Below is a block of data; give all of it again word for word.

Content starts

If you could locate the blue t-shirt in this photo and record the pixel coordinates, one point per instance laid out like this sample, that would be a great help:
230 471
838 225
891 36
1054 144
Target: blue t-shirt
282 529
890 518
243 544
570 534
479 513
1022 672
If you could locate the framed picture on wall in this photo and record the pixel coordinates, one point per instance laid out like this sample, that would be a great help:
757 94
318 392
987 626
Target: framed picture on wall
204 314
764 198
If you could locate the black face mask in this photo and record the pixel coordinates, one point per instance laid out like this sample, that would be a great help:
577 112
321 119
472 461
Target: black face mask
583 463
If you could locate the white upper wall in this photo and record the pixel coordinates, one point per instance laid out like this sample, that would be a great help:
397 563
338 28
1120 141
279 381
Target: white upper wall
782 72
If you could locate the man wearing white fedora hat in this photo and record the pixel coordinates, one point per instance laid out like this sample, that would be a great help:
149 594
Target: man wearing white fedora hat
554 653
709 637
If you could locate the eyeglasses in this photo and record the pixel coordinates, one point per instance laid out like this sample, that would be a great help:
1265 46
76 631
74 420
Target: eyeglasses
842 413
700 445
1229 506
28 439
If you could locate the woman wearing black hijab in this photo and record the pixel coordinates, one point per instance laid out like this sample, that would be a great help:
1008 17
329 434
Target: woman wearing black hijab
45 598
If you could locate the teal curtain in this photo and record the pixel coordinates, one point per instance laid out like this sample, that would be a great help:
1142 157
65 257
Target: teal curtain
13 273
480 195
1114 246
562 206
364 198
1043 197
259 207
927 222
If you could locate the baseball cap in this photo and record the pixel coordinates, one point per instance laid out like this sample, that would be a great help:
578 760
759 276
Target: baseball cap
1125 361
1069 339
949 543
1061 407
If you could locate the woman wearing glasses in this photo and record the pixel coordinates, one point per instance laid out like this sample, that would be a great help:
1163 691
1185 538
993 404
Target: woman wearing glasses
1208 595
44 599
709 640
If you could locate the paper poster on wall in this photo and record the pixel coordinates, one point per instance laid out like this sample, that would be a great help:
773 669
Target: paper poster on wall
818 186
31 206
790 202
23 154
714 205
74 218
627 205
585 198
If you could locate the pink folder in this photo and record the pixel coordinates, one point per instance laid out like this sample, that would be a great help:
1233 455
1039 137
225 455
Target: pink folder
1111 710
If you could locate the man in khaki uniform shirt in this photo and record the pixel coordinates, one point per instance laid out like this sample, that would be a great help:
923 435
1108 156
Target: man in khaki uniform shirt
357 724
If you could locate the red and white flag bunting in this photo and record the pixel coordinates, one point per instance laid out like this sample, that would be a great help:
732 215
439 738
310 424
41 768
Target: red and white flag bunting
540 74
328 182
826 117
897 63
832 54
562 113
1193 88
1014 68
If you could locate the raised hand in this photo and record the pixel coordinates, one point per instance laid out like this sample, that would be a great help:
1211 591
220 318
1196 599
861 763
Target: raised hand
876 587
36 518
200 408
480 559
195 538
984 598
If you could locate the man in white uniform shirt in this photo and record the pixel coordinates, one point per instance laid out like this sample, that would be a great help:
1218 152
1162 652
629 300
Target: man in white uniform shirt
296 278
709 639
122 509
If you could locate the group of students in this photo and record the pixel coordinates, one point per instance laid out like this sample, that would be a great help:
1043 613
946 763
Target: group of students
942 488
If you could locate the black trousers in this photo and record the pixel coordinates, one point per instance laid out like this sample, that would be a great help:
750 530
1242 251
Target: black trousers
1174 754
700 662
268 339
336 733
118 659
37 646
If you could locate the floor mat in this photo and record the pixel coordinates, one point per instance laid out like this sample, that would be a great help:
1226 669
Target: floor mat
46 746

Content ends

### EXERCISE OUTPUT
If you could locate the blue t-shirt in this photo and record the pixel coordinates, one point per instance laid out like this sample, that would be a great help:
230 471
838 225
891 36
1054 144
Target: blue t-shirt
282 529
890 518
243 544
570 534
479 513
1022 672
If you could locate the framed picture on wall in this photo and record the pixel coordinates, one point per instance laid out like this sample, that would be a great help:
757 94
318 392
987 626
Target: framed picture on wall
204 314
764 198
If you could locate the black face mask in this photo and record the pixel coordinates, one point per instance laid out like this sample, that would be a great help:
577 112
321 119
472 461
Target: black face mask
583 463
If you could locate the white upper wall in this photo and record the pixel coordinates, one point per instance laid out like this sample, that would be a great help:
397 563
338 28
1120 141
279 381
Target: white upper wall
782 72
If you could locate the man wearing white fedora hat in this photo and record the pixel coordinates, one point per instance laid out like this sample, that would be a great help:
149 594
Target: man wearing white fedora hat
554 653
709 637
If you could locate the eyeglasses in this photo and record the pixel coordinates, one point per instance laid out like this sample, that would be a great help:
1265 46
76 631
74 420
Target: eyeglasses
842 413
700 445
1229 506
28 439
If you could locate the woman wearing black hijab in this photo and record the pixel coordinates, one point per instance laid out like this sample, that would be a great help:
1008 17
329 434
Target: woman wearing black hijab
45 598
If you could locate the teal curtain in this photo and record the pixel coordinates, one point per instance laid out like this sample, that would be a great help:
1142 157
65 257
Target: teal curtain
13 273
480 195
1114 246
562 206
364 198
1043 197
259 207
927 222
If you could locate the baseball cap in this photo and record the pixel coordinates, one point per instance laid out like this sample, that would be a great help:
578 760
759 276
Target: baseball cap
1125 361
1069 339
949 543
1061 407
If you could locate the woman wearing glasses in this photo and record the pixel coordinates, one point per instance laid out like this sample, that would be a great help:
1163 691
1185 538
993 404
Target: woman wearing glasses
1208 595
44 599
709 640
If you could locate the paper poster on wall in this photo and record the pixel coordinates, one point per instance laid out like this sample, that would be a great help:
773 669
Target: paper poster on wall
818 186
31 206
790 202
23 154
714 205
74 218
627 205
585 198
If you could locate the pink folder in this photo and record the pixel coordinates, one point per instance laid out like this sample, that would be a great help:
1233 455
1039 137
225 455
Target: pink folder
1111 710
If you could locate the man in khaki uniform shirt in this photo and record the pixel coordinates, one point per instance laid out like this sample, that would be a great help:
923 435
1108 156
Target: man in khaki uniform shirt
357 724
If you could locate the red and white flag bunting in this photo and record the pixel coordinates, one point per instance laid out like this sample, that would be a great help:
732 215
439 738
310 424
41 768
Target: red and white flag bunting
540 74
328 182
826 117
897 63
832 54
562 113
1193 88
1014 68
If you could locate the raised hand in this photo and record the pixel coordinates, one point per instance laid out like this sample, that would be a great help:
1211 591
220 318
1196 599
861 763
Target: raised hand
876 587
36 518
200 408
480 559
195 538
984 598
If you could locate the man in white uniform shirt in this photo and record the pixel coordinates, one point per instance laid out like this sample, that would be a great help:
1218 152
1162 652
629 300
Target: man in white uniform shirt
296 278
709 639
122 509
If you could locate the group of students in this photo and record the pixel coordinates, one point per instance laid out like this sample, that would be a great help:
1043 613
946 763
Target: group of students
942 488
If you could locate the black trousers in this photo and record the pixel coordinates, one point per instance laid out like this sample, that would be a great help:
750 530
1242 251
Target: black trousers
1174 754
700 662
268 339
336 733
118 659
37 646
If you could locate the floor mat in this photo and record the pixel coordinates, one point per instance laid out like this sample, that would be a great help:
1226 669
Target: floor mat
46 746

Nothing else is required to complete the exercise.